Tally the lines in the records that contain the word "white", and reply with that number alone.

◆ **Supplied data**:

####################

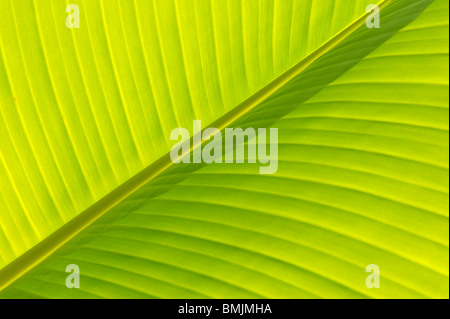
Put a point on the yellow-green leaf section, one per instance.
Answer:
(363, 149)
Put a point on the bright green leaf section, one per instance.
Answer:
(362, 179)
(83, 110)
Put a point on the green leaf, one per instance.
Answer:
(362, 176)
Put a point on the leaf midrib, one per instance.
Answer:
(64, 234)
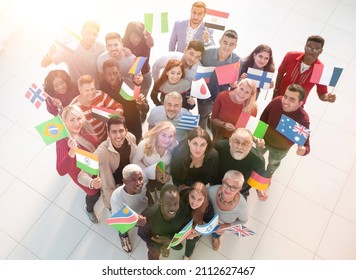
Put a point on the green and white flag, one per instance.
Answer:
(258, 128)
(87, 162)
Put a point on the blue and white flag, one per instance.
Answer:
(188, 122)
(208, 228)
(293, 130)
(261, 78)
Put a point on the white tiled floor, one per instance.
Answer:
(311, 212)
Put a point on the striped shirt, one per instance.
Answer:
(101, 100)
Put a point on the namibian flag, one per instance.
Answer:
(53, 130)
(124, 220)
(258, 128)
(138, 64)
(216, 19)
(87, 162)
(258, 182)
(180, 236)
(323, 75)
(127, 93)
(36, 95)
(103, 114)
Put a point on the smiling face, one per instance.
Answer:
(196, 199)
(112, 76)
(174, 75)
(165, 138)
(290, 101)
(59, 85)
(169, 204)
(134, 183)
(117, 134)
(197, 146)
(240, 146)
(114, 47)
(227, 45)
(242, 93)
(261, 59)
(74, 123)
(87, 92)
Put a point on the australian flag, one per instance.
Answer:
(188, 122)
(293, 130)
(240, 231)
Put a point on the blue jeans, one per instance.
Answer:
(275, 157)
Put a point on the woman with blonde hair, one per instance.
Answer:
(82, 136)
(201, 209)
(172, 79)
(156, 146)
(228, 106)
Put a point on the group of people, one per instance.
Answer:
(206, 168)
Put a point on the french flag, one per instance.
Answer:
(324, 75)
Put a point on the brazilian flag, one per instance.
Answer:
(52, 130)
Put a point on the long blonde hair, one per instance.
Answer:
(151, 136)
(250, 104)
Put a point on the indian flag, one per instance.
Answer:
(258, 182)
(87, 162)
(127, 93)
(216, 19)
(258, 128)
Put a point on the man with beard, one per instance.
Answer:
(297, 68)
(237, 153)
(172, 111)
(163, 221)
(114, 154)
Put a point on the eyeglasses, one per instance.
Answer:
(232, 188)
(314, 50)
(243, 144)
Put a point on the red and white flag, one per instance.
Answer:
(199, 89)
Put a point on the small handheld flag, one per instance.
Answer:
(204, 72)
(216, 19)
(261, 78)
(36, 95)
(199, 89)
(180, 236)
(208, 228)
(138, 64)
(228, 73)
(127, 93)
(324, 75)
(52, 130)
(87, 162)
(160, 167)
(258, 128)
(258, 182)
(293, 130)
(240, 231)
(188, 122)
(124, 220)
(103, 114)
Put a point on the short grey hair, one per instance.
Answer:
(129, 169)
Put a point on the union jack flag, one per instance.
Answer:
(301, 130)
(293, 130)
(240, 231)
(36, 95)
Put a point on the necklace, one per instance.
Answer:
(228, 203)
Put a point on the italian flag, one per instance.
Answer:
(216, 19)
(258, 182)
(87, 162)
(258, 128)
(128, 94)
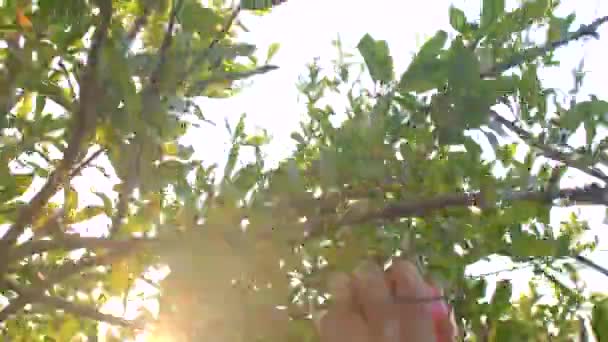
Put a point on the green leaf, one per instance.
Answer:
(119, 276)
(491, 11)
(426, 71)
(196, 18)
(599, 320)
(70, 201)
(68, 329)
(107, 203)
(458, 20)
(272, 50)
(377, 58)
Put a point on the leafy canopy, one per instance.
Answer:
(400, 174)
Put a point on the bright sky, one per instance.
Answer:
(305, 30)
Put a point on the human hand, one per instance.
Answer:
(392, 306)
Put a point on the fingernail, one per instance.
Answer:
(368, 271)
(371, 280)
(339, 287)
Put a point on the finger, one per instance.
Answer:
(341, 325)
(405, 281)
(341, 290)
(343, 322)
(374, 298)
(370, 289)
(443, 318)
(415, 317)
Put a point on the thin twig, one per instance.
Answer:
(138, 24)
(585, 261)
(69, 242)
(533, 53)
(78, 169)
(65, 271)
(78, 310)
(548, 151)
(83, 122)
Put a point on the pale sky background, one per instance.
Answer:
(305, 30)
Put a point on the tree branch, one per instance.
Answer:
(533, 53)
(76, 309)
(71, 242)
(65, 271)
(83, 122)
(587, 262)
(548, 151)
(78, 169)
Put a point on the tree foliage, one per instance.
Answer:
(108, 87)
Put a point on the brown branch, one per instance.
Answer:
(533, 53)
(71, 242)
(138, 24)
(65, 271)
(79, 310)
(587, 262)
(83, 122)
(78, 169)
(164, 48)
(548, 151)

####################

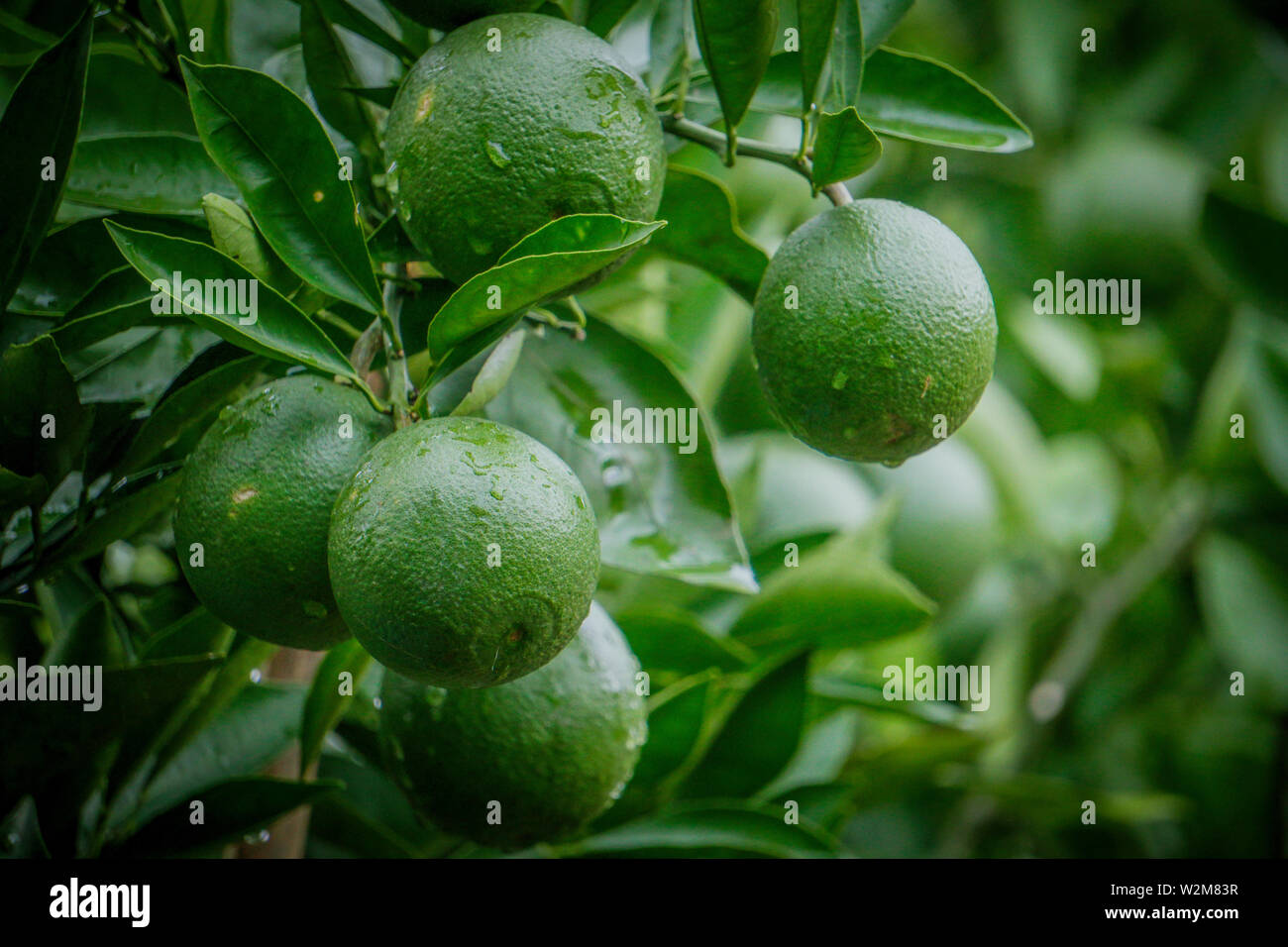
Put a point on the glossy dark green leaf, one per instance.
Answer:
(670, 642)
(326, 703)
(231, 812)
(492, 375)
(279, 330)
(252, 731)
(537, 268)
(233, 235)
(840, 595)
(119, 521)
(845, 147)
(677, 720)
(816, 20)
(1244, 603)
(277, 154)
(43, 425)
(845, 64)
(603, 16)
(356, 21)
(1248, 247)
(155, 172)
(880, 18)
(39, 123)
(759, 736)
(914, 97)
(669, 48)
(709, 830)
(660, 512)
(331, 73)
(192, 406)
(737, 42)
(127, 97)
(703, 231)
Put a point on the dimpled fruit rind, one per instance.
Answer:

####################

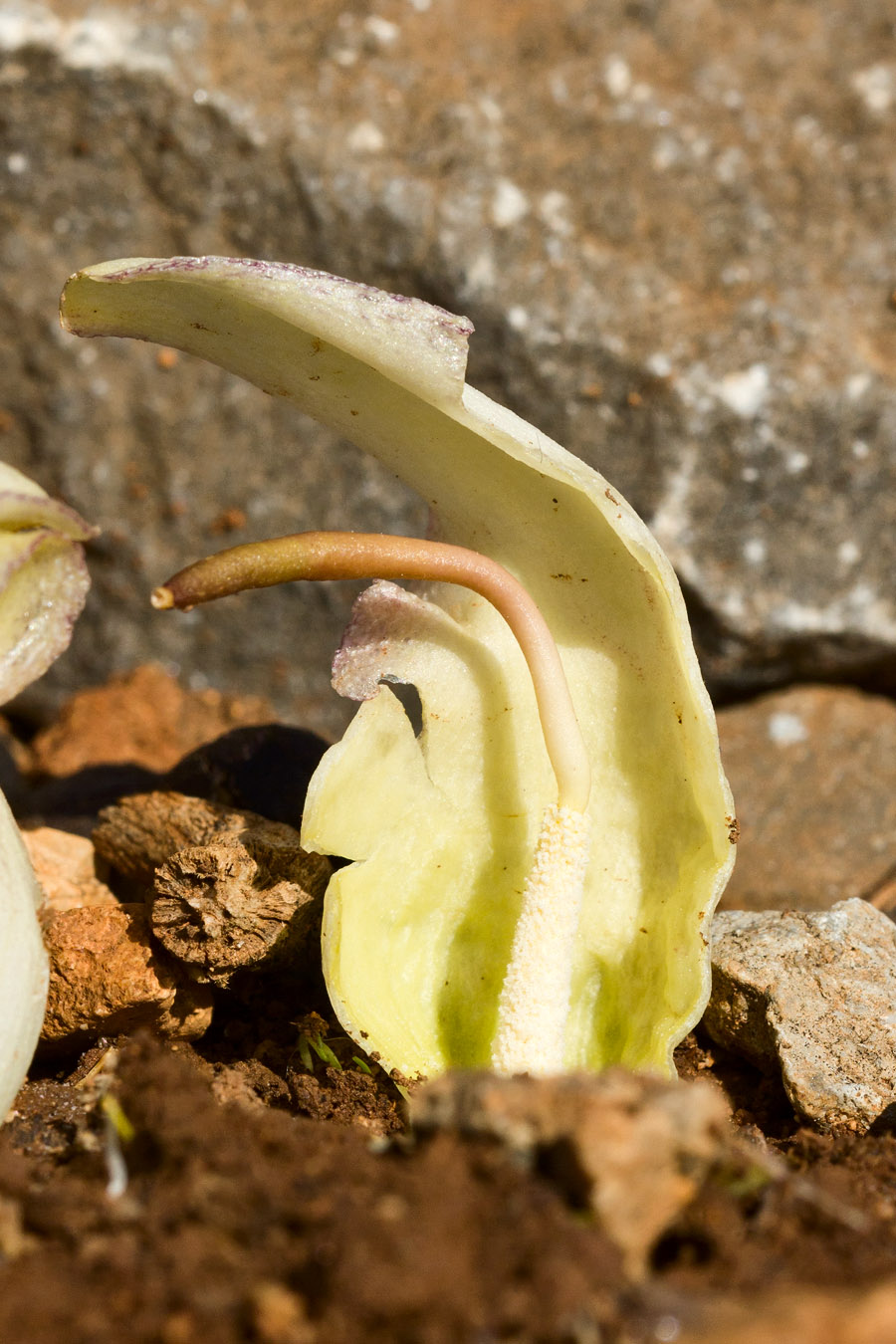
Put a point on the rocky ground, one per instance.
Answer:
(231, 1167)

####################

◆ **Answer for the task**:
4